━━ EXERCISE DATA

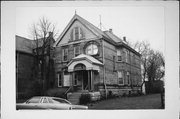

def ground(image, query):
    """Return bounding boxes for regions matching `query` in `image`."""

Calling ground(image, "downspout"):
[102,39,107,98]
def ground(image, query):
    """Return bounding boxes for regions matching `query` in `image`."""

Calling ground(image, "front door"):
[74,70,89,90]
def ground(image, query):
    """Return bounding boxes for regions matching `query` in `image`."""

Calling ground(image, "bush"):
[46,88,66,98]
[79,93,91,104]
[145,80,164,94]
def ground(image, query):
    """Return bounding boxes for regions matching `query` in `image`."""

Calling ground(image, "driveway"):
[89,94,162,110]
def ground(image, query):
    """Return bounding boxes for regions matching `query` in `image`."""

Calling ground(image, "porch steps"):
[67,90,88,104]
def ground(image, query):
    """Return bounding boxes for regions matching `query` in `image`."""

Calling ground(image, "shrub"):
[145,80,164,94]
[79,93,91,104]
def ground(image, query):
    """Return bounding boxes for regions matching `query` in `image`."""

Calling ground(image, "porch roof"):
[67,54,103,72]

━━━━

[AIM OF THE TASK]
Copy the listing above word for word, leaving out the pictures.

[FINISHED ANSWER]
def ground(image, query):
    """Return bounding boxes for regions matching `query` in `image`."""

Calling ground(image, "downspout"):
[102,39,107,98]
def ground(image, query):
    """Return bounding boxes for regions matching `query` in `image`."""

Calling ground(image, "front door"):
[74,70,89,90]
def ground(image, query):
    """Return bounding boxes for regions matching `query` in `image`."""

Calling ground(image, "bush"):
[46,88,66,98]
[79,93,91,104]
[145,80,164,94]
def ground(image, query):
    """Return bounding boxes for regions matching `query` in `image`."""

Calling ground(image, "driveway"):
[89,94,162,110]
def ground(image, query):
    """Return bounding boxes for regions matching `query` in `image`."""

Calling ground(image, "porch steps"):
[67,90,88,104]
def ground(image, query):
    """Return bounding boxes for regions matching `query` in `image`."""

Calling ground(image, "shrub"):
[145,80,164,94]
[79,93,91,104]
def ground(image, query):
    """Return bounding boxes for regions matching `query` in `image`."""

Calling ground(image, "porch roof"):
[67,54,103,72]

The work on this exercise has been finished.